Segment Start: DATASET RECORDS

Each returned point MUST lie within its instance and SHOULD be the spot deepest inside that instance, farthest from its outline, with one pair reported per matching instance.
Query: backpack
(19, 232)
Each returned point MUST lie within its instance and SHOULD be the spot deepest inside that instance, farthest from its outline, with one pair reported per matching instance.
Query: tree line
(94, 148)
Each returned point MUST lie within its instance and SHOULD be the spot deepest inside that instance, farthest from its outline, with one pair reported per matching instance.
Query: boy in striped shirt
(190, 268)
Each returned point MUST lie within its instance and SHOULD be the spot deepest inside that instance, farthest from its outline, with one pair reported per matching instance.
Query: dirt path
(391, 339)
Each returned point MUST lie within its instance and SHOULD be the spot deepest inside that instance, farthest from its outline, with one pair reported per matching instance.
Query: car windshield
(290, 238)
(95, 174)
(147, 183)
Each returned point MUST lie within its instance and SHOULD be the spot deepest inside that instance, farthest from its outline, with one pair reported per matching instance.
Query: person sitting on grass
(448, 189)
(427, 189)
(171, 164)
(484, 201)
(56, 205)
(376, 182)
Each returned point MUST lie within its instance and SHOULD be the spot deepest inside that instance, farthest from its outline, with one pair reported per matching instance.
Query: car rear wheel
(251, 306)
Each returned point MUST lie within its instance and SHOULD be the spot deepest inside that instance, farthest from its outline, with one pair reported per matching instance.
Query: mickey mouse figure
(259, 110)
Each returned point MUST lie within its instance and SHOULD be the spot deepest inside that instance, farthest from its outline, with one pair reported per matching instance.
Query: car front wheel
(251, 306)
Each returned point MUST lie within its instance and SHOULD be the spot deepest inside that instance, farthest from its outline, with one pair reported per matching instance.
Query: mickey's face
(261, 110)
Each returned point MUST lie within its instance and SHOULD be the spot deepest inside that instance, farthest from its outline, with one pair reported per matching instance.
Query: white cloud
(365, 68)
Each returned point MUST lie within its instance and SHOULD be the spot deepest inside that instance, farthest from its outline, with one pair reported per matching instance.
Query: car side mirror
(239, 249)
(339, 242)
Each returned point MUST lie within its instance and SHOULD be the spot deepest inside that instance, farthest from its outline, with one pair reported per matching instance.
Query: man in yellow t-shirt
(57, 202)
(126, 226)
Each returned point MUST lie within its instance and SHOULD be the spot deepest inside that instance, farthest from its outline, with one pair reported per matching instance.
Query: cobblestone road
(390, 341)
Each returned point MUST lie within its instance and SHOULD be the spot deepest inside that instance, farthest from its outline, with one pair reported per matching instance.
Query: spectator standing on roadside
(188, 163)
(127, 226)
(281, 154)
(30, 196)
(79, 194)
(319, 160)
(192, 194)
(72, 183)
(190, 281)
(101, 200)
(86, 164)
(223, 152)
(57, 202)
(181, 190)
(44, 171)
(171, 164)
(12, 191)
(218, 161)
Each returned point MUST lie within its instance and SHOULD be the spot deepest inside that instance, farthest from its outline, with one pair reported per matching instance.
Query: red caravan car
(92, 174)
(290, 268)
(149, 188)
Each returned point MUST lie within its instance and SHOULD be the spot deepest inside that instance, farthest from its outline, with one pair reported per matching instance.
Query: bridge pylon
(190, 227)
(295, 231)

Segment End: DATASET RECORDS

YOUR INSTRUCTIONS ->
Retype the whole of the material word for word.

RESPONSE AREA ->
Each returned point MUST lie within its instance and SHOULD be the spot deepest inside that instance, farthest from its outline, with one pair reported per matching instance.
Query: backpack
(19, 232)
Each returned point MUST lie within its instance and SHOULD be the spot deepest inside that instance, farthest from its outline, with one pair reported per matching instance.
Query: tree line
(94, 148)
Each returned point MUST lie within its instance and SHOULD be the spot deepest inside that instance, farthest from its outline, with one pair reported per matching instance.
Query: boy in striped shirt
(190, 268)
Each returned point MUST lie within its instance and SHOULD be the spot deepest inside that instance, farthest from its outline, with one pair reported per matching instance.
Query: dirt path
(391, 339)
Each returned point MUST lie within its instance and SHOULD be the spot deepest inside that instance, farthest from its outline, with one pair reported per matching instance.
Query: car windshield
(290, 238)
(95, 174)
(147, 183)
Each returned point MUST lie within its instance and SHOULD be the spot deepest inside that instance, farthest from its outline, with one pair reported per matching instance.
Query: person sitting on grass
(448, 189)
(427, 189)
(171, 164)
(484, 201)
(56, 205)
(376, 182)
Each returned point MUST lie within its instance and SHOULD be the spot deepest inside that instance, farthest from its outline, with one pair reported per matching instance.
Query: car rear wheel
(251, 306)
Each returned point MUST lie within its instance and SHOULD be the spot deepest inside that instance, farthest from its outline, with one pair reported per matching instance.
Query: mickey mouse figure
(259, 110)
Each returned point MUST lie within its instance and SHOULD be the spot deepest inside that instance, farthest from its outline, with one pair reported per matching instance.
Query: car front wheel
(251, 306)
Each returned point MUST lie within its instance and SHOULD be the spot deepest inside that instance, farthest from its outline, with one pair reported per matching instance.
Query: mickey's face
(261, 110)
Each returned point MUST lie within its instance and SHOULD be the spot deepest inside that instance, farthest from its outline, with one pair reported per matching instance.
Query: white cloud
(365, 68)
Each returned point MUST lie within its instance and SHOULD be the spot deepest inside that instance, farthest from its outline, with one pair reported per matching instance.
Query: car side mirror
(239, 249)
(339, 242)
Each returned point MUST lie within its instance and SHOULD be the spot deepest inside that instance, farthest from its outline, with one pair reported per matching instance.
Query: man in yellow t-shirt
(57, 202)
(126, 226)
Each returned point MUST lie within its instance and SHOULD be the spot deepest inside that instance, farthest from its outline, with one pair reported per matching instance.
Query: cobblestone road
(390, 341)
Each returned point MUST lie within its instance and SHOULD be the spot deepest inside that instance, farthest from its outline, with one pair reported per matching instance.
Query: spectator standing on roadside
(188, 163)
(127, 226)
(281, 154)
(30, 196)
(79, 194)
(319, 160)
(192, 194)
(72, 183)
(190, 281)
(101, 200)
(86, 164)
(223, 152)
(57, 202)
(181, 190)
(44, 171)
(171, 164)
(12, 191)
(218, 161)
Each returned point MUST lie within its instance and SHOULD be the spot deepest inside that instance, farthest from its outline, with one pair reported per matching instance.
Query: red caravan car
(92, 174)
(290, 268)
(149, 188)
Each returned point MUST lie within its instance and SHOULD be the spot deepest inside that instance, farthest from its outline, with one pair reported per matching instance.
Query: bridge pylon
(190, 227)
(295, 231)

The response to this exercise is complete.